━━━━━ INPUT ROWS ━━━━━

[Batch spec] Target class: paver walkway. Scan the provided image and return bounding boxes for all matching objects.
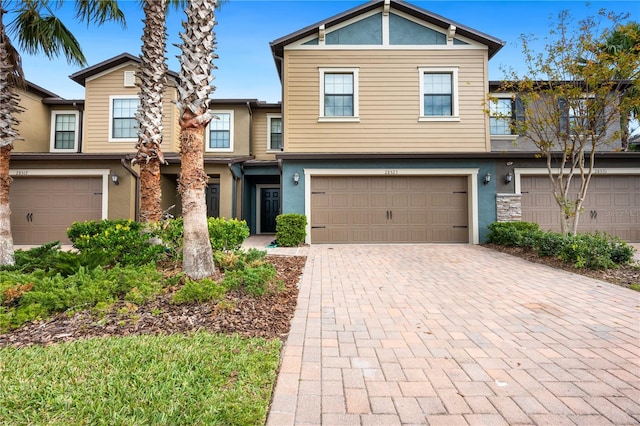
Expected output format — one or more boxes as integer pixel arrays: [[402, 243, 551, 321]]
[[267, 245, 640, 426]]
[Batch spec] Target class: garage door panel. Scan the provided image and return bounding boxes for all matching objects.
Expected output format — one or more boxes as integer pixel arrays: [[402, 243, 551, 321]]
[[311, 176, 469, 243], [521, 175, 640, 242], [10, 177, 102, 244]]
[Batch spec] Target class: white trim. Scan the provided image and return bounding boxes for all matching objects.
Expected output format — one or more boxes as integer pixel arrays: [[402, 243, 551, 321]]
[[256, 184, 282, 234], [304, 168, 480, 244], [9, 169, 111, 219], [49, 109, 80, 152], [418, 67, 460, 121], [108, 95, 140, 143], [204, 109, 236, 152], [122, 71, 136, 87], [85, 61, 140, 83], [266, 114, 284, 152], [318, 67, 360, 122], [513, 167, 640, 194]]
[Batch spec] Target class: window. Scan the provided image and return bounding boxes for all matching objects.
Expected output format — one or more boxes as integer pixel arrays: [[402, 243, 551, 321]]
[[51, 111, 80, 152], [109, 96, 140, 142], [267, 114, 282, 151], [320, 68, 358, 121], [558, 97, 604, 135], [419, 68, 459, 121], [206, 111, 233, 152]]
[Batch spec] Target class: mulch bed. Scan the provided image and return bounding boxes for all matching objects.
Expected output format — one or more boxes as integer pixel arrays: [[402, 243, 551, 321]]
[[483, 244, 640, 288], [0, 256, 306, 347]]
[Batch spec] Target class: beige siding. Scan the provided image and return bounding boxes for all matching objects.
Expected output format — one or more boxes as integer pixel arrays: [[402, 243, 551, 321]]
[[253, 109, 280, 160], [83, 64, 178, 153], [13, 90, 51, 152], [284, 49, 490, 152]]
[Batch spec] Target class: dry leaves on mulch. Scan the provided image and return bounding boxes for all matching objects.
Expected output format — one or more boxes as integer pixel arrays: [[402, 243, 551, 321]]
[[0, 256, 306, 347]]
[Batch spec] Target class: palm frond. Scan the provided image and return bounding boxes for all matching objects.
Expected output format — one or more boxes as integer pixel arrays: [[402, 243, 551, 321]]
[[76, 0, 126, 28]]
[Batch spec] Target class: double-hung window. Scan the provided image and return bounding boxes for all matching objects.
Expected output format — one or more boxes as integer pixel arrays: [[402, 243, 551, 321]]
[[419, 68, 459, 121], [320, 68, 359, 121], [51, 111, 80, 152], [109, 96, 140, 142], [206, 110, 233, 152], [267, 114, 282, 151]]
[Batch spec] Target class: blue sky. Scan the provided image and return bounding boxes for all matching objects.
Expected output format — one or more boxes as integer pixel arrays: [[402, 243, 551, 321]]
[[11, 0, 640, 102]]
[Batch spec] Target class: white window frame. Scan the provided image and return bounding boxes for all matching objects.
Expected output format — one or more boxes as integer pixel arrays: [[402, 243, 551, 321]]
[[267, 114, 284, 152], [418, 67, 460, 121], [49, 109, 80, 152], [109, 95, 140, 143], [489, 93, 518, 140], [318, 67, 360, 122], [204, 109, 235, 152]]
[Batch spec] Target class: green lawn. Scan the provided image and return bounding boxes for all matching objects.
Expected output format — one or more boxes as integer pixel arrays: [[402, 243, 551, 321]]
[[0, 333, 281, 425]]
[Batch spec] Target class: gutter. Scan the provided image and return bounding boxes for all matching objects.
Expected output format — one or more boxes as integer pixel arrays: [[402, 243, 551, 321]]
[[227, 163, 240, 217], [120, 158, 140, 222]]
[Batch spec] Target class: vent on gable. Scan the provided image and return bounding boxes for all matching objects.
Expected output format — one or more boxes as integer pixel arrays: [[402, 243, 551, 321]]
[[124, 71, 136, 87]]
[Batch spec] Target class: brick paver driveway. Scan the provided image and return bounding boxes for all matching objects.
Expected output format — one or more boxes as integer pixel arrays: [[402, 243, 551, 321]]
[[268, 245, 640, 426]]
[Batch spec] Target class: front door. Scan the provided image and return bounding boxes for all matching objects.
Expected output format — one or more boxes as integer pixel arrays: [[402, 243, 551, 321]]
[[260, 188, 280, 234], [205, 183, 220, 217]]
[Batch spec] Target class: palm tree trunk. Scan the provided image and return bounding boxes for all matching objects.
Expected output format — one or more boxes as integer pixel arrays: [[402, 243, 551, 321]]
[[177, 0, 217, 279], [0, 145, 15, 265], [134, 0, 167, 222]]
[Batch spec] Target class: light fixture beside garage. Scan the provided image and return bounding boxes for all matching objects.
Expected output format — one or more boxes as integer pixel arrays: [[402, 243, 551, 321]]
[[504, 171, 513, 185]]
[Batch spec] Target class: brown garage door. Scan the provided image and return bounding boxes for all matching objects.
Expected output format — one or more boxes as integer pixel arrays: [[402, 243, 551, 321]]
[[11, 177, 102, 244], [311, 176, 469, 243], [521, 175, 640, 242]]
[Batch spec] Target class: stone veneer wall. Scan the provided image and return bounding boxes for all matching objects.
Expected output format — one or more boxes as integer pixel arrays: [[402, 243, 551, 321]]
[[496, 194, 522, 222]]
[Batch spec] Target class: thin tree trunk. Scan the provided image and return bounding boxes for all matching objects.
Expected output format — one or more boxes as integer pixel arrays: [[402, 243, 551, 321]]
[[0, 145, 15, 265]]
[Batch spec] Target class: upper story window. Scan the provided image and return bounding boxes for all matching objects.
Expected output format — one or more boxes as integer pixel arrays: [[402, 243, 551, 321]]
[[559, 96, 605, 135], [320, 68, 359, 121], [206, 110, 233, 152], [419, 68, 460, 121], [51, 111, 80, 152], [109, 95, 140, 142], [267, 114, 282, 151], [489, 98, 515, 136]]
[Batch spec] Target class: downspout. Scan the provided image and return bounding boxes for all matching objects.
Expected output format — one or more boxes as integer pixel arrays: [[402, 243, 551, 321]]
[[227, 163, 240, 217], [73, 102, 84, 154], [120, 158, 140, 222]]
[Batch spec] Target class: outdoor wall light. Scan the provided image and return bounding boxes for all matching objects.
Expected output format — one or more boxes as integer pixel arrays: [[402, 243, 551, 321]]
[[504, 172, 513, 184]]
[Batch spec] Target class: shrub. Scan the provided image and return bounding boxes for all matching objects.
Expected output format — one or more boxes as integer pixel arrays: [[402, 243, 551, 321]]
[[487, 222, 540, 247], [67, 219, 165, 266], [276, 213, 307, 247], [171, 278, 227, 305], [0, 265, 163, 332], [535, 232, 566, 257], [207, 217, 249, 251]]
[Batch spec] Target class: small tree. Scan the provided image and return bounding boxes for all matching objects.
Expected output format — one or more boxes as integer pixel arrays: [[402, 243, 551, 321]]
[[501, 11, 638, 235]]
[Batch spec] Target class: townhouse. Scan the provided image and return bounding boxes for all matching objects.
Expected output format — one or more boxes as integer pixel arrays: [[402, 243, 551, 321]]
[[11, 0, 640, 244]]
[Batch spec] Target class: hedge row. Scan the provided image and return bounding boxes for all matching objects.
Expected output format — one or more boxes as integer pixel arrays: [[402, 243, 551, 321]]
[[487, 222, 635, 269]]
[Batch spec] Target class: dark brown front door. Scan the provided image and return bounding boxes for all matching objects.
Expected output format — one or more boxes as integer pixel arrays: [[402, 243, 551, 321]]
[[206, 183, 220, 217], [260, 188, 280, 233]]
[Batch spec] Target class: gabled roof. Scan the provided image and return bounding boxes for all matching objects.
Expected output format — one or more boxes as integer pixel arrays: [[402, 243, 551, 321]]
[[270, 0, 504, 77], [69, 52, 178, 86]]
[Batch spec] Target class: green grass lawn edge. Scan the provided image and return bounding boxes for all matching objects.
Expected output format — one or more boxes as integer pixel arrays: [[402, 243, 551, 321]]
[[0, 332, 282, 425]]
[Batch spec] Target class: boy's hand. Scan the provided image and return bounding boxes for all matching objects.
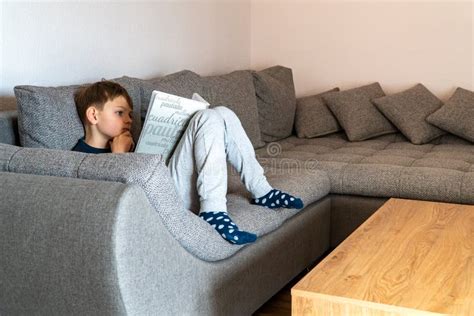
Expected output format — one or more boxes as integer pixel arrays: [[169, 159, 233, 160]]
[[110, 131, 135, 153]]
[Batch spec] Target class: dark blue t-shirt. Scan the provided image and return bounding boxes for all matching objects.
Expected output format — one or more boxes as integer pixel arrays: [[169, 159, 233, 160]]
[[72, 138, 111, 154]]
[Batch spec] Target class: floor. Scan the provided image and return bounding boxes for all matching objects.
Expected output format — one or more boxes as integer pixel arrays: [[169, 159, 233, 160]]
[[253, 250, 332, 316]]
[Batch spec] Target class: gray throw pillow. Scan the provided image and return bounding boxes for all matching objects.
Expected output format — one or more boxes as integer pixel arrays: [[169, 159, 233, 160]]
[[201, 70, 265, 148], [323, 82, 397, 141], [295, 88, 341, 138], [128, 70, 202, 119], [426, 88, 474, 142], [253, 66, 296, 142], [373, 84, 445, 145], [14, 77, 141, 150]]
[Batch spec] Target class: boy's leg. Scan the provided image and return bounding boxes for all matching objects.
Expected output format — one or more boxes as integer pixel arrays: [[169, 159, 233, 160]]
[[214, 106, 303, 208], [214, 106, 272, 198], [169, 109, 257, 244], [168, 110, 227, 212]]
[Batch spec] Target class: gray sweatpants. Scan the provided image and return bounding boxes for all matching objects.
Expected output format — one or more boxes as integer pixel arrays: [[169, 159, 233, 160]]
[[168, 106, 272, 212]]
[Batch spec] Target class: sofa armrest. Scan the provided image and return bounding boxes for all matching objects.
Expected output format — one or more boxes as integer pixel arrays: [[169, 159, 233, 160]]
[[0, 110, 20, 145]]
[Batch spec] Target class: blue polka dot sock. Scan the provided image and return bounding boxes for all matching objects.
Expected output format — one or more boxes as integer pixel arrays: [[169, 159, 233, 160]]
[[251, 189, 304, 209], [199, 212, 257, 245]]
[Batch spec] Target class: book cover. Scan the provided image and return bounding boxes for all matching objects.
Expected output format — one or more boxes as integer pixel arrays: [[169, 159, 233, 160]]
[[135, 91, 209, 162]]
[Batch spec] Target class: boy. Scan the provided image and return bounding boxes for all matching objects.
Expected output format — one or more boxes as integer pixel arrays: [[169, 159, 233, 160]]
[[73, 81, 303, 244], [72, 81, 134, 154]]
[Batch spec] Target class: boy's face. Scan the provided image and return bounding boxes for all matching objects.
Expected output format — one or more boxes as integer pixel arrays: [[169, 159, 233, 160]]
[[96, 96, 132, 139]]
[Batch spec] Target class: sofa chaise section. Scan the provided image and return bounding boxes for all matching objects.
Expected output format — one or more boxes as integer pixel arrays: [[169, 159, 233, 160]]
[[0, 172, 330, 315]]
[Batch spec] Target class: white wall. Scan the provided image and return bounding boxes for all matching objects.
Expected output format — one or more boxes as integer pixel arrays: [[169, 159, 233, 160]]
[[251, 0, 474, 99], [0, 0, 474, 99], [0, 0, 250, 96]]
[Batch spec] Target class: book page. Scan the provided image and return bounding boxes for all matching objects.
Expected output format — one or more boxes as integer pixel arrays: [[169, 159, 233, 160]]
[[135, 91, 208, 162]]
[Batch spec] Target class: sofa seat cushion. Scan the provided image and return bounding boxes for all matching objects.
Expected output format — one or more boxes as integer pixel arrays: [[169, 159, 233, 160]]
[[227, 167, 330, 236], [0, 144, 330, 261], [257, 133, 474, 204]]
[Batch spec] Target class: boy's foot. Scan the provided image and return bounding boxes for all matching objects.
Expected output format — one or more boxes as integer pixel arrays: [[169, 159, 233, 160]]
[[251, 189, 304, 209], [199, 212, 257, 245]]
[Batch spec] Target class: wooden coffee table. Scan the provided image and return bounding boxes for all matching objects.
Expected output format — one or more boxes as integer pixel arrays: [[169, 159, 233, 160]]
[[291, 199, 474, 315]]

━━━━━

Output as a numbered list the lines of the listing between the line containing "[Batch spec] Target class: downspout." and the line containing "[[11, 0, 640, 244]]", both of those lines included, leaving out any blank lines.

WRITTEN ANSWER:
1. [Batch spec] Target class: downspout. Scan the provided image and return bounding boxes for all matching objects.
2. Expected output format — one or more boxes as integer pixel arrays: [[402, 243, 551, 321]]
3. [[227, 163, 240, 217], [73, 102, 84, 154], [120, 158, 140, 222]]
4. [Batch spec] Target class: outdoor wall light. Scan the provided image and return bounding boxes for all matching objects.
5. Expected output format — one or more boxes as integer pixel arrays: [[402, 243, 551, 321]]
6. [[504, 172, 513, 184]]
7. [Batch spec] Target class: shrub. Scan the provided image and return bounding boxes for all matching objects.
8. Expected output format — one or more boxes as integer pixel arrays: [[402, 243, 551, 321]]
9. [[487, 222, 540, 247], [67, 219, 165, 266], [276, 213, 307, 247], [171, 278, 227, 305], [0, 265, 163, 332], [535, 232, 566, 257], [207, 217, 249, 251]]
10. [Batch spec] Target class: small tree. Scan the provided image and return bounding boxes for all matching objects.
11. Expected output format — one or more boxes as integer pixel arrays: [[402, 243, 551, 321]]
12. [[501, 11, 638, 235]]
13. [Batch spec] Target class: townhouse. Scan the provided image and return bounding boxes for all matching objects.
14. Expected output format — one or more boxes as integer pixel arrays: [[402, 243, 551, 321]]
15. [[11, 0, 640, 244]]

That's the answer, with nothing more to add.